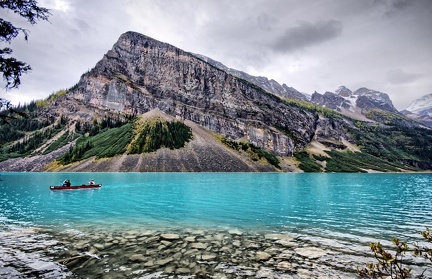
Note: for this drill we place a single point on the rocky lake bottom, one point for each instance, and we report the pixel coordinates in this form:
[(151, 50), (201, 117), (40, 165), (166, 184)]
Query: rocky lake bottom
[(193, 253)]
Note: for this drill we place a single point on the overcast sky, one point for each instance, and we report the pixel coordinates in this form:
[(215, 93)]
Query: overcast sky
[(311, 45)]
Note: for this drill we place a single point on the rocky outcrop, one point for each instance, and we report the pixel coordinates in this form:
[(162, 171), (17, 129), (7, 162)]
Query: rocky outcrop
[(421, 110), (354, 104), (272, 86), (140, 74)]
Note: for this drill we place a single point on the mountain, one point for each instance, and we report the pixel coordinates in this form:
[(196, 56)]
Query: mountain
[(149, 106), (421, 110), (359, 101), (271, 86)]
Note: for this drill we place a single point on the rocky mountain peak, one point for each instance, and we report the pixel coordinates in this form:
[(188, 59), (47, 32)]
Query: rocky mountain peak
[(343, 91), (354, 103), (140, 74), (421, 110), (270, 86), (421, 104)]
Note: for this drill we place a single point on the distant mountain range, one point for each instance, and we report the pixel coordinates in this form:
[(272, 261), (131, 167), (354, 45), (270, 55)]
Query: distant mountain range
[(421, 109), (149, 106), (354, 104)]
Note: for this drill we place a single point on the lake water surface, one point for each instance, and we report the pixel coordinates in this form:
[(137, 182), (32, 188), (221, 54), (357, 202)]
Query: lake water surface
[(328, 208)]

•••••

## What you have to do
Convert every line of the data above into a Markdown table with the columns No. and Line, numbering the rows and skipping blank lines. Leave the images out of the table.

## Exercise result
| No. | Line |
|---|---|
| 1 | Note: for this drill we place a single point on the rocky lake bottom, one point for each instance, and we report the pixel coordinates in this form: |
| 2 | [(151, 50), (201, 117), (40, 165), (166, 184)] |
| 3 | Query: rocky lake bottom |
| 4 | [(193, 253)] |
| 5 | Note: for this drill we place a single point on the overcast sky, one point for each instance, and we report the pixel coordinates in this form: |
| 6 | [(215, 93)] |
| 7 | Query: overcast sky |
| 8 | [(311, 45)] |
| 9 | Note: for this drill we place a single point on the rocky outcrop, one point for each instance, and we report the pixel coordinates in this form: |
| 10 | [(162, 171), (17, 129), (7, 162)] |
| 11 | Query: rocky outcrop |
| 12 | [(421, 110), (354, 104), (272, 86), (140, 74)] |
| 13 | Note: for this drill we place a single point on the mountain, one point for each instance, and we report the pixel coordinates in this form: |
| 14 | [(196, 56)] |
| 15 | Query: mountain |
| 16 | [(149, 106), (421, 110), (359, 101), (271, 86)] |
| 17 | Note: for this drill we place a single point on the rocky mountain peak, one point for each instance, and we report the pixel coordinates in this form: |
| 18 | [(188, 59), (47, 32)] |
| 19 | Query: rocky mountain peak |
| 20 | [(343, 91), (354, 103), (140, 74), (421, 110), (270, 86), (421, 104)] |
| 21 | Note: for this drill we place a single point on the distant mountain range, one point for each instance, and we report the pixel coordinates in this form: |
| 22 | [(272, 261), (131, 167), (354, 45), (270, 55)] |
| 23 | Query: distant mountain range |
| 24 | [(421, 109), (149, 106), (354, 104)] |
| 25 | Note: for this drill we place a single point on the lake water surface, one point for each instance, and we report the pixel coordinates in this form: |
| 26 | [(137, 182), (32, 188), (221, 54), (357, 202)] |
| 27 | Query: lake water surface |
| 28 | [(328, 208)] |